TEXTO EXTRAÍDO:
+ + +

Você é tóxico?

A gente já leu sobre tóxicos na natureza, na saúde, já discutimos muito sobre relacionamentos tóxicos e sobre o uso deste para bombas e armas químicas. O fato é que esta palavra foi escolhida como a “Palavra do Ano 2018” pelo respeitável e renomado dicionário Oxford, da língua inglesa. Pois é, ele que já escolheu “selfie, fofo, e ?” agora definiu esta palavra que em inglês tem o sentido de envenenamento, veneno, algo que contamina mesmo. Como jornalista e escritora eu confesso que sempre fico esperando qual será a palavra do ano, pois não deixa de ser uma percepção de vários especialistas sobre como foi o ano que passou.

Caramba, e que ano tóxico! 2018 acenou com crises humanitárias ao redor do globo ao mesmo tempo que viu sistemas e governos flertarem com o facismo na maior cara lavada provocando gastrite nos estômagos mas sensíveis, como o meu. Foi ano de eleições aqui no Brasil, motivo para muitas pessoas se desconectarem, inclusive em família, por não conseguirem dialogar sobre suas diferenças. Ao contrário, se feriam e envenenavam a relação. Tóxico!

+ + +

Por favor, imprima sem alterações o trecho do texto sobre a palavra do ano que começa nas palavras que contêm "Você é tóxico?" e termina em "ano que passou.".

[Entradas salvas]
+ + +

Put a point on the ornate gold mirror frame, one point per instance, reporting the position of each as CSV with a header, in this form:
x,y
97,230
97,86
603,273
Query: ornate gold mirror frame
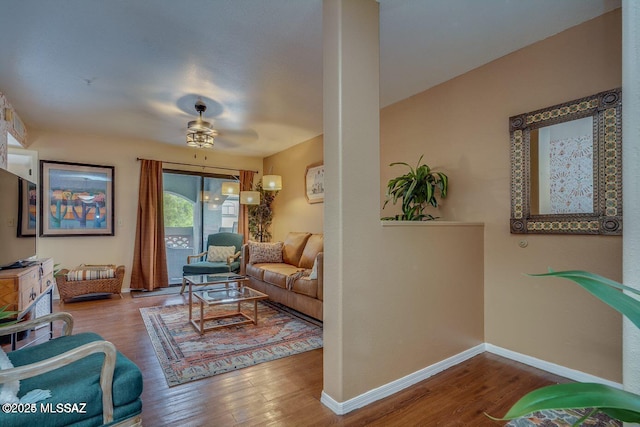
x,y
560,171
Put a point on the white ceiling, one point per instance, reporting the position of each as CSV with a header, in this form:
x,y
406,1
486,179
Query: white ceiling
x,y
134,68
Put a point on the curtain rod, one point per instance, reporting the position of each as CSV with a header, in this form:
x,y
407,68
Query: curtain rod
x,y
199,166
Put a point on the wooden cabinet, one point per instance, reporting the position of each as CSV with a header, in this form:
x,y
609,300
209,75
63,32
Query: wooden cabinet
x,y
20,288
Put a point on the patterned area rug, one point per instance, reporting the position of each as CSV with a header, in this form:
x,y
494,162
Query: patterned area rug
x,y
186,356
558,418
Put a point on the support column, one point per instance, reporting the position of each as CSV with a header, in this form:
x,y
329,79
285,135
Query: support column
x,y
352,184
631,182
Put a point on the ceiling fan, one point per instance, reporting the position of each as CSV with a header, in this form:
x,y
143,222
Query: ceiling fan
x,y
200,133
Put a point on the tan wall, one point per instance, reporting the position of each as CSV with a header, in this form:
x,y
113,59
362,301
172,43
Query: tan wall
x,y
121,153
291,211
462,127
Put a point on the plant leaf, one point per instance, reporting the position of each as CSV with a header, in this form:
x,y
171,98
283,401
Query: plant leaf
x,y
624,404
606,290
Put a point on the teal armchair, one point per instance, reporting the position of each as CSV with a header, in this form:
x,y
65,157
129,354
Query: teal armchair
x,y
73,368
198,264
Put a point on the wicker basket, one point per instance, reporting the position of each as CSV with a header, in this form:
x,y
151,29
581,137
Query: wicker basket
x,y
72,289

+ + +

TAREFA CONCLUÍDA:
Você é tóxico?

A gente já leu sobre tóxicos na natureza, na saúde, já discutimos muito sobre relacionamentos tóxicos e sobre o uso deste para bombas e armas químicas. O fato é que esta palavra foi escolhida como a “Palavra do Ano 2018” pelo respeitável e renomado dicionário Oxford, da língua inglesa. Pois é, ele que já escolheu “selfie, fofo, e ?” agora definiu esta palavra que em inglês tem o sentido de envenenamento, veneno, algo que contamina mesmo. Como jornalista e escritora eu confesso que sempre fico esperando qual será a palavra do ano, pois não deixa de ser uma percepção de vários especialistas sobre como foi o ano que passou.